EXERCISE AIM: Copy everything from the start of the records down to and including the line that contains "[(41, 45), (263, 57), (107, 82)]", character for character.

RECORD EXTRACTS:

^^^^^^^^^^^^^^^^

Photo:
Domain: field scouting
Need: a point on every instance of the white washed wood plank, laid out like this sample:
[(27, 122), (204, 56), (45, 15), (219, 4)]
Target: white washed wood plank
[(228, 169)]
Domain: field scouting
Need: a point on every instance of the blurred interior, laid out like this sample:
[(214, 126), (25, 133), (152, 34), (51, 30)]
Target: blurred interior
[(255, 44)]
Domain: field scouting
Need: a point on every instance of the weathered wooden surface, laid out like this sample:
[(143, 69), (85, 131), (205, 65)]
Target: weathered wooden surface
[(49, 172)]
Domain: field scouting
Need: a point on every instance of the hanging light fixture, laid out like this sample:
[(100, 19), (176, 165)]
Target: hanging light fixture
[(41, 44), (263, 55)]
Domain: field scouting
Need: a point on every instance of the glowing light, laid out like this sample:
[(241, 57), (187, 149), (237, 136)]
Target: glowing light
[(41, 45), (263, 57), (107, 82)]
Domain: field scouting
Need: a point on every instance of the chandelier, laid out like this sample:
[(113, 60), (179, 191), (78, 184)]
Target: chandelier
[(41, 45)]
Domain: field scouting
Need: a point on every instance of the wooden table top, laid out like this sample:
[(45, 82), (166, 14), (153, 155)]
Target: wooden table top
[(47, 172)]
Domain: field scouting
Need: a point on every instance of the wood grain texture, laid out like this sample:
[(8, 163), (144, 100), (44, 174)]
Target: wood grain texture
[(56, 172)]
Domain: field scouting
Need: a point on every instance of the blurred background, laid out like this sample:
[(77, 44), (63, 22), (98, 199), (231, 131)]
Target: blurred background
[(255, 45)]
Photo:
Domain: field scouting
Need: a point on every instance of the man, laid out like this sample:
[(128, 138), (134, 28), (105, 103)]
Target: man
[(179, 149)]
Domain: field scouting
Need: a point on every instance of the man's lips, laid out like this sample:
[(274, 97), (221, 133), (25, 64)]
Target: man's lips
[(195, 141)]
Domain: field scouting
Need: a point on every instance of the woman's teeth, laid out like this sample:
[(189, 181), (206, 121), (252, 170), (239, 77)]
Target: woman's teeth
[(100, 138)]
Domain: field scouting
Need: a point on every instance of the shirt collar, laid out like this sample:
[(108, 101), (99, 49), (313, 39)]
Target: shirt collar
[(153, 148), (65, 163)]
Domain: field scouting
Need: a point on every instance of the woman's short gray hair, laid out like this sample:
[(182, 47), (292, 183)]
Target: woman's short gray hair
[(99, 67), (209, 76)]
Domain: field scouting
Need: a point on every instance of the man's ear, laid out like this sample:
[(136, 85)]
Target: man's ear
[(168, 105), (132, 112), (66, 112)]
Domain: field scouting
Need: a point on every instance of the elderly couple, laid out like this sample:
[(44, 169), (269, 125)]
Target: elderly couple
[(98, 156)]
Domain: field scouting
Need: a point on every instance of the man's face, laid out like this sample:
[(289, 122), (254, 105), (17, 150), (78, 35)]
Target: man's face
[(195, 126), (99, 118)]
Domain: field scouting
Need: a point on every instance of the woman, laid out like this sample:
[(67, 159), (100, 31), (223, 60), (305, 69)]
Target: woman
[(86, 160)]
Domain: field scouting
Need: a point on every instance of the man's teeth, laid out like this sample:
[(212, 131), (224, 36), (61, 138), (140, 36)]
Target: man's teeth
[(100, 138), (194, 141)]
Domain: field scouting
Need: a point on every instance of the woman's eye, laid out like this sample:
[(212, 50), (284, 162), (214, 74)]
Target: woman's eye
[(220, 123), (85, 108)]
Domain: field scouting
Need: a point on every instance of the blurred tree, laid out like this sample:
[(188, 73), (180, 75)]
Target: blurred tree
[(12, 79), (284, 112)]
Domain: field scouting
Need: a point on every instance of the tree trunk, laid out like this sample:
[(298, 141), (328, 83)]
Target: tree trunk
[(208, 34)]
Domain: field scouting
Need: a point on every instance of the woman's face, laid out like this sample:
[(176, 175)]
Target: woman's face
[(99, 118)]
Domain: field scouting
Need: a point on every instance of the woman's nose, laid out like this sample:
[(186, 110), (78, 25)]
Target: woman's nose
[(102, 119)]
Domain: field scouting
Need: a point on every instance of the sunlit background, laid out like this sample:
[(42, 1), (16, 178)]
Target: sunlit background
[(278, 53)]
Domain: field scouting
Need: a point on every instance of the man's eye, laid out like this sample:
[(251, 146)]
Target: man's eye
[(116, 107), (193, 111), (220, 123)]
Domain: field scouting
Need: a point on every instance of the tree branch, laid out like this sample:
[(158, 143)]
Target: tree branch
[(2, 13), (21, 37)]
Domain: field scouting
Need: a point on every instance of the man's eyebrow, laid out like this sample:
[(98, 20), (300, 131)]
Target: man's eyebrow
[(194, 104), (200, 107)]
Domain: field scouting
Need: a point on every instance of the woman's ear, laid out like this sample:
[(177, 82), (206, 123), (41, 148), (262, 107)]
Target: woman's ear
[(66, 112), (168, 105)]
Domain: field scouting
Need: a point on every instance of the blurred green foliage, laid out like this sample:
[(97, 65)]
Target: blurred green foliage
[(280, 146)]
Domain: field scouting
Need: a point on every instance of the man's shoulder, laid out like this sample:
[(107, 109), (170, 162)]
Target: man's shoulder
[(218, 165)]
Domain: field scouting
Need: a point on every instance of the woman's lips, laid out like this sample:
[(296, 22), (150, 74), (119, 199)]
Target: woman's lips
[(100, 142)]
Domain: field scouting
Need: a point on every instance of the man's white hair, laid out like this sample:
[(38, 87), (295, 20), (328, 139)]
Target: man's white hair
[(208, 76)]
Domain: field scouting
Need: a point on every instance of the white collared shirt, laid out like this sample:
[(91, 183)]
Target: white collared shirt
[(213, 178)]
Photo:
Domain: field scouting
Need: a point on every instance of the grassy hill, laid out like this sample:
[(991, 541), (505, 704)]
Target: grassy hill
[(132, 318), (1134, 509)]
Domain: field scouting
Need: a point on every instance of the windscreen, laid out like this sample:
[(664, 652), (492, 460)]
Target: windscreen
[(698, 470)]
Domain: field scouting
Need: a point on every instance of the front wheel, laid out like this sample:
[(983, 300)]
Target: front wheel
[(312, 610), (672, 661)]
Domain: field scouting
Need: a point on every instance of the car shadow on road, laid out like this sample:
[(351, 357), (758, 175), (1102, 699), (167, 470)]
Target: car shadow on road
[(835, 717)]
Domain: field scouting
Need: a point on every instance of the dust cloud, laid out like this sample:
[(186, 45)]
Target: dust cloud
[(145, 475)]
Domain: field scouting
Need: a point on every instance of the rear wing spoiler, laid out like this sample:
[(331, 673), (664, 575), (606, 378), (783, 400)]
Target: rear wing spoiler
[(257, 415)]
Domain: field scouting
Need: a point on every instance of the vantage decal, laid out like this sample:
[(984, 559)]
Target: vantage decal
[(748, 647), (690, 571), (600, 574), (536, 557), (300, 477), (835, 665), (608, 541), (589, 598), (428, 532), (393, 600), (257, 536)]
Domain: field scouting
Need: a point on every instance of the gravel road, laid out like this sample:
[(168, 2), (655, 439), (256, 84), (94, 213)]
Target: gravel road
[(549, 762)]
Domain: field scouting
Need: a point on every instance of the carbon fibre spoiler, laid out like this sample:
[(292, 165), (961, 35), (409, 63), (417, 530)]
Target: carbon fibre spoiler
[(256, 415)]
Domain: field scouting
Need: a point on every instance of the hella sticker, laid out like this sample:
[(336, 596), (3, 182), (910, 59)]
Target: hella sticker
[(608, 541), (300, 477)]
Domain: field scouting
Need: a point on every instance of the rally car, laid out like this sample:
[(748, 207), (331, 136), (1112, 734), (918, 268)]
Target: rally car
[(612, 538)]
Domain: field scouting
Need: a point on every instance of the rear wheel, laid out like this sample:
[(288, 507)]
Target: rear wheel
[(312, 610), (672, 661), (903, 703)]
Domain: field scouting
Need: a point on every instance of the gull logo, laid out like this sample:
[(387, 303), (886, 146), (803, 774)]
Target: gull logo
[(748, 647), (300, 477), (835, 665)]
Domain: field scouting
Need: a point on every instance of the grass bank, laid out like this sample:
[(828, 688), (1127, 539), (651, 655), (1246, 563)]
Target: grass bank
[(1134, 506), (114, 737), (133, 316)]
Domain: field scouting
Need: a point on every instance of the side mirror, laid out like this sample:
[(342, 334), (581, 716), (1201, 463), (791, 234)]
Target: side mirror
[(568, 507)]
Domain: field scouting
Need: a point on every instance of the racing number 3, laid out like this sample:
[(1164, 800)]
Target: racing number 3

^^^^^^^^^^^^^^^^

ANSWER:
Photo:
Domain: field scouting
Need: a point on every instance of the white washed wood plank, laid out like this sample:
[(27, 122), (204, 56), (45, 15), (219, 4)]
Target: white washed wood plank
[(228, 169)]
Domain: field scouting
Need: a point on every instance of the blurred interior, laid out like this sample:
[(214, 126), (25, 133), (152, 34), (51, 30)]
Target: blurred interior
[(255, 44)]
Domain: field scouting
Need: a point on every instance of the weathered wooden surface, laid out like this sample:
[(143, 69), (85, 131), (205, 65)]
Target: weathered wooden surface
[(49, 172)]
Domain: field scouting
Need: a point on every instance of the hanging light fixture, laid out like this sample:
[(100, 19), (176, 165)]
Target: hanging light fixture
[(41, 44), (263, 55)]
Domain: field scouting
Need: a point on every instance of the glowing light, laid out like this sample:
[(241, 57), (187, 149), (237, 136)]
Target: glowing light
[(41, 45), (263, 57), (107, 82)]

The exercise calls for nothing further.